RECORDS TO PROCESS below:

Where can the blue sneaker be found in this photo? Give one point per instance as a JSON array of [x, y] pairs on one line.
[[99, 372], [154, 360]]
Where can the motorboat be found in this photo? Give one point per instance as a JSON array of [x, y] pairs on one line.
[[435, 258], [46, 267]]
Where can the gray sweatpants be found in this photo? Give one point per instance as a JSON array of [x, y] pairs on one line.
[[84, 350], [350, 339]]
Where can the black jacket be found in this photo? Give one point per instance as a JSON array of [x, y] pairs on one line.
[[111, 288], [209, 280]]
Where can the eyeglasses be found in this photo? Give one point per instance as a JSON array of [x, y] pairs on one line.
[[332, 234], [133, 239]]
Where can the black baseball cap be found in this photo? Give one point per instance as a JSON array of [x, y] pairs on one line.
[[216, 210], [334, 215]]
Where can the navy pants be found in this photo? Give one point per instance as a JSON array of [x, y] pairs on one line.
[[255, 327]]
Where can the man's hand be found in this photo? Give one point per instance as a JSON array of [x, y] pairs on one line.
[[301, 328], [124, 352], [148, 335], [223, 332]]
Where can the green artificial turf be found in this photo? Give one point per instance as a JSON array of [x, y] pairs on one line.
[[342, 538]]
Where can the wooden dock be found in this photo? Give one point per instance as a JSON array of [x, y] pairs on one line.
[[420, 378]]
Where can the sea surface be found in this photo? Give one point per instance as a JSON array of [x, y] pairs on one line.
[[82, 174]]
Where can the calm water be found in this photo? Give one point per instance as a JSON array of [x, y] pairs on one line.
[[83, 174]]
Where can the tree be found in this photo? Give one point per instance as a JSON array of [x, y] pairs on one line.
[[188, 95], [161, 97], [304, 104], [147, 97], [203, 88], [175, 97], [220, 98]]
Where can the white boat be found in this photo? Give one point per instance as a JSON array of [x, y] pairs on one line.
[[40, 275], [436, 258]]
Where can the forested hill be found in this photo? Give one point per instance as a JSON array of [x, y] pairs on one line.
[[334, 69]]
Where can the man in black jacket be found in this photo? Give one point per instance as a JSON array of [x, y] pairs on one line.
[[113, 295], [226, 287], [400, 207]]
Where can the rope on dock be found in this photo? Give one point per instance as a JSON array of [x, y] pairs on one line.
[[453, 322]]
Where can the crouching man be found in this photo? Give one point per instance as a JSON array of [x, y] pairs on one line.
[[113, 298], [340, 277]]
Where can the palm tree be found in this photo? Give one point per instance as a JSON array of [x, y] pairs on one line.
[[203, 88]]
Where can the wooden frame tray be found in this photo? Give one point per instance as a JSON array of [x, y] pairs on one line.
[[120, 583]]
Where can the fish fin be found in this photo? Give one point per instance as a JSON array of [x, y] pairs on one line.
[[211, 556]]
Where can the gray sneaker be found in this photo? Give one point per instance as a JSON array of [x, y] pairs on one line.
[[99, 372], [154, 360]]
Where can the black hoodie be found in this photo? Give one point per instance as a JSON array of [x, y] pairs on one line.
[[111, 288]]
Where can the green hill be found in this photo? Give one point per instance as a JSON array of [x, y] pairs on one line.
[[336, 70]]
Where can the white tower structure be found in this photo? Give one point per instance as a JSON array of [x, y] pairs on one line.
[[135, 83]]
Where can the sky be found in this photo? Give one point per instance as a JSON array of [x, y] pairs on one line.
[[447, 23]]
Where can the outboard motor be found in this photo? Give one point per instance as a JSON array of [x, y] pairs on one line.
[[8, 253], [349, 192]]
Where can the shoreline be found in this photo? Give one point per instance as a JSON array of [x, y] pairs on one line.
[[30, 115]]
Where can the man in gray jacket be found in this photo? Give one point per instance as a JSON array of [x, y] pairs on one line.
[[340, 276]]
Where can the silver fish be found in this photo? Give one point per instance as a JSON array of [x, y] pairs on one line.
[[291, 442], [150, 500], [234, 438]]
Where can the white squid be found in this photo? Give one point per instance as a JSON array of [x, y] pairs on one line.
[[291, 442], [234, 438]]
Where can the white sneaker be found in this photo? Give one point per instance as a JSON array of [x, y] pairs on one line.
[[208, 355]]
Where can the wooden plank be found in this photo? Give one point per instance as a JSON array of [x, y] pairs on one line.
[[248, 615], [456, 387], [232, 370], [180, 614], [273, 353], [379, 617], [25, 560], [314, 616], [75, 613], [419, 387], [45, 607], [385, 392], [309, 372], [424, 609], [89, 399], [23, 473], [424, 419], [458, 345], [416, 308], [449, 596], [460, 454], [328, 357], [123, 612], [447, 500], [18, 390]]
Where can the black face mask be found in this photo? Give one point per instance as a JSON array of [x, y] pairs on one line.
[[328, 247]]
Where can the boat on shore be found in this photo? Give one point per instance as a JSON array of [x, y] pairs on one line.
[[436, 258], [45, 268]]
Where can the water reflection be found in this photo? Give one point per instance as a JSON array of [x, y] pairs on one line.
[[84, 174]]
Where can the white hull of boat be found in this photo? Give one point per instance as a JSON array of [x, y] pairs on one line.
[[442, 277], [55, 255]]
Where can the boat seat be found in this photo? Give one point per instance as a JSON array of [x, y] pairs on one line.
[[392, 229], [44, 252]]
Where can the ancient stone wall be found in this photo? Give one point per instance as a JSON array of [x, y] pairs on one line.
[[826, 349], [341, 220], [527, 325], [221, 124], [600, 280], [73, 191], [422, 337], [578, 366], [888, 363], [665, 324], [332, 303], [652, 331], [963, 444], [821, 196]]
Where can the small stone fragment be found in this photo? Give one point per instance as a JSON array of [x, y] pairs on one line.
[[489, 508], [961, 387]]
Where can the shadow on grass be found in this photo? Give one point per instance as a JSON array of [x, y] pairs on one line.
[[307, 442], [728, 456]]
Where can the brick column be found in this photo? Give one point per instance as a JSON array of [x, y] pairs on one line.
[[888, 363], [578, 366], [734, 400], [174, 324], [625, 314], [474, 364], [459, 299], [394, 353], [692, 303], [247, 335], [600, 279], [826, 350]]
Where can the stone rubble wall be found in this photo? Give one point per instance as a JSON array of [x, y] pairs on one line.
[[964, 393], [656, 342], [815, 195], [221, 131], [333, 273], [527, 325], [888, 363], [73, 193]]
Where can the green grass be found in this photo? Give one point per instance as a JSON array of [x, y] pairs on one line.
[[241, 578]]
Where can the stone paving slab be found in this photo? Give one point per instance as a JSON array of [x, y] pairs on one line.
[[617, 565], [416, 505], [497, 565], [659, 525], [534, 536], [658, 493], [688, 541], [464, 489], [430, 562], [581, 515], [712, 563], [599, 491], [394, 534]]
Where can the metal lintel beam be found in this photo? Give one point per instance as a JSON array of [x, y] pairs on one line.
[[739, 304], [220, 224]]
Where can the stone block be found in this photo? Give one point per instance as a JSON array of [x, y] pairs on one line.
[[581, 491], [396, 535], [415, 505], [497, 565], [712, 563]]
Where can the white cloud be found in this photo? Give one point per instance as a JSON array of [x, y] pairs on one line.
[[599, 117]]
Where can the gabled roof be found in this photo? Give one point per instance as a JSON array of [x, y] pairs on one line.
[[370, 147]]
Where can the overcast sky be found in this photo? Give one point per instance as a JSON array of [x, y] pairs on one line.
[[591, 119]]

End of RECORDS TO PROCESS.

== ASSIGNMENT ==
From the first line down to the last, give the records again exactly.

== ANSWER TO THE PROBLEM ==
Where can the blue sneaker be found in this photo? Give one point per instance as a JSON array of [x, y] pairs on one line.
[[99, 372], [154, 360]]
Where can the motorboat be found in this photo? Give one point per instance as a JSON array of [x, y] pairs on one line.
[[435, 258], [46, 267]]
Where can the gray sweatpants be found in this photo? Give one point per instance as a JSON array of [x, y] pairs on one line.
[[84, 350], [350, 339]]
Where can the black jacket be found in this photo? Give one point per instance as a JSON array of [x, y] pairs on one line.
[[111, 288], [209, 280]]
Where can the eyeglasses be found in this photo? Give one point per instance as a JSON array of [x, y] pairs on one line.
[[332, 234], [133, 239]]
Where can the black baseball cap be found in this photo? Give one point per instance as a JSON array of [x, y] pairs on one line.
[[216, 210], [334, 215]]
Where can the navy pants be found in this photo? Give one point per instance as a JSON array of [x, y] pairs on one line.
[[255, 327]]
Where can the man's hand be found in this photo? Give one point per instance as a JSON array of [x, y] pairs on one line.
[[301, 328], [124, 352], [148, 335], [223, 332]]
Where can the green artificial turf be found in this photo? Give one point per instance as a JSON array of [x, y] pairs on one line.
[[342, 538]]
Where can the wooden dock be found in this photo? Give one point per instance as a JSON array of [x, y] pairs on one line.
[[420, 378]]
Where can the sea surface be found in this photo? Give one point per instance as a JSON array of [x, y] pairs on one line.
[[82, 174]]
Where can the calm water be found in this photo? Give one point per instance as a JSON array of [x, y] pairs on one line.
[[83, 174]]
Where can the tree be found in this photo? Give one point per instance as a JSON array of [x, y] pairs on one line.
[[188, 95], [161, 97], [304, 104], [147, 97], [203, 88], [175, 97], [220, 98]]
Where can the white boat be found in this photo? Give one point per instance as a JSON array of [x, y] pairs on one line.
[[40, 275], [436, 258]]
Where can the forested hill be found in this photo? Give one point per instance as a JSON array of [x, y] pairs on one line.
[[334, 69]]
Where can the man in black jacket be found in this photo? Give one point per instance as a JSON array of [x, y] pairs on one line.
[[113, 295], [226, 287], [400, 207]]
Where can the rope on dock be found in this photo? Give one point per instance as a JSON array of [x, y] pairs on one line.
[[453, 322]]
Where can the crouching man be found in this photo? Give one point per instance as a JSON array of [x, y] pairs on one line.
[[113, 298], [340, 277]]
Where can the palm tree be found in this photo? Give one point per instance as a JSON array of [x, y] pairs on one line.
[[203, 88]]
Where can the wooden frame tray be found in this photo? Give one point per instance as a JSON array of [x, y] pairs on one line.
[[120, 583]]
Where can the fish fin be found in this photo? Give one point per instance as a JSON array of [x, y] pairs on one line.
[[211, 556]]
Where can the gray sneaker be found in this photo? Give one point per instance as a JSON array of [x, y] pairs on one line.
[[99, 372], [154, 360]]
Where can the black hoodie be found in this photo? Give one point per instance as a JSON array of [x, y] pairs on one line.
[[111, 288]]
Where can the green hill be found in this photo? Give one point per instance as a JSON array of [x, y] pairs on one line.
[[336, 70]]
Where can the white tower structure be found in this photo? Give one point per instance as a JSON array of [x, y] pairs on one line.
[[135, 83]]
Where can the sky be found in this photo? Give one point per instance as a JSON array of [x, y] pairs on one line.
[[447, 23]]
Where can the outboard motor be found in this photo? Give one point per instance as a JSON array of [x, y] pairs on one line.
[[8, 253], [349, 192]]
Where can the shoreline be found in this photo? Give one point per instance as a JSON array of [x, y] pairs on one line.
[[30, 115]]
Where can the man in gray jacket be found in this photo? Give one point per instance as a JSON array of [x, y] pairs on one line.
[[340, 276]]
Where can the silver fish be found in this photo? Give one point per instance as a JSON array of [x, y] pairs on one line.
[[291, 442], [150, 500], [234, 438]]
Where can the white squid be found in this photo? Give one point per instance as a JSON array of [x, y] pairs on one line.
[[291, 442], [234, 438]]
Where can the white sneaker be found in this photo? Give one point per instance as a JSON array of [x, y] pairs on one line.
[[208, 355]]
Where can the wooden plank be found in this photo? Give one point per instance as a JSON array of [x, y] pairs on one line.
[[248, 615], [456, 387], [232, 370], [180, 614], [273, 353], [379, 617], [25, 560], [314, 616], [75, 613], [419, 387], [45, 607], [385, 392], [309, 372], [424, 609], [89, 399], [23, 473], [424, 419], [458, 345], [416, 308], [449, 596], [460, 454], [328, 357], [123, 612], [447, 500], [18, 390]]
Where can the black face mask be found in this photo? Give one point per instance as a JSON array of [x, y] pairs on one line.
[[328, 247]]
Where can the boat on shore be found in this photo? Give one point per instance as a JSON array of [x, y] pairs on one line.
[[436, 258], [45, 268]]
Where can the water reflection be found in this photo? Give one point per instance as a JSON array of [x, y] pairs on one line.
[[84, 174]]
Where can the white hull of boat be found in this photo? Give one point per instance as a JSON array of [x, y] pairs on one line.
[[442, 277], [55, 255]]
Where can the boat seat be found in this photo? Give one point per instance as a JSON array of [x, y] pairs on one line.
[[392, 229], [44, 252]]
Where can the ancient stone wall be found in this photo? Give one point per instance as a JSON array of [x, y] pairs on one line.
[[826, 349], [341, 220], [527, 325], [221, 124], [600, 280], [73, 191], [422, 337], [578, 366], [888, 363], [665, 324], [332, 303], [652, 331], [963, 444], [821, 196]]
Where can the small stone fragment be found in this photo? Give one point per instance as a JSON array of [x, y] pairs on one line.
[[489, 508], [961, 387]]
Where can the shadow on grass be found in this photo? Give one point per instance as a JSON array of [x, y] pairs on one line.
[[307, 442], [728, 456]]
Where can the brick column be found in this photo? Give one point per instance as a JSON array of [x, y] pairs on one line.
[[888, 363], [578, 366], [734, 400], [174, 324], [625, 314], [474, 364], [459, 299], [394, 353], [692, 303], [247, 335], [600, 279], [826, 350]]
Where can the stone rubble wall be found in this photo? Give one point per instance as a JSON array of [x, y] pairs on one line.
[[964, 393], [656, 342], [815, 195], [221, 131], [333, 273], [527, 325], [888, 363], [73, 193]]
Where can the green grass be found in this photo? Give one point per instance as a JSON array of [x, y] pairs on one line.
[[241, 578]]
Where can the stone paving slab be found in this photo? Give one point per instance as a JSON array of [x, y] pairs on one line.
[[617, 565], [416, 505], [497, 565], [659, 525], [534, 536], [658, 493], [688, 541], [464, 489], [430, 562], [581, 515], [712, 563], [599, 491], [394, 534]]
Where can the metal lintel beam be found in this photo? Give one point per instance as a JSON array of [x, y] pairs on one line.
[[739, 304], [220, 224]]
Where can the stone block be found in this photo? Give one point per instance as a JSON array of [x, y] pairs on one line.
[[581, 491], [396, 535], [415, 505], [497, 565], [712, 563]]
Where can the white cloud be found in this photo? Give one point per instance as a JSON array of [x, y] pairs on one line.
[[599, 117]]
Where can the gabled roof be found in this photo? Give one point per instance as a JSON array of [x, y] pairs on one line.
[[370, 147]]
Where can the overcast sky be found in this photo? Give one point per instance as a JSON array of [x, y] pairs on one line.
[[591, 119]]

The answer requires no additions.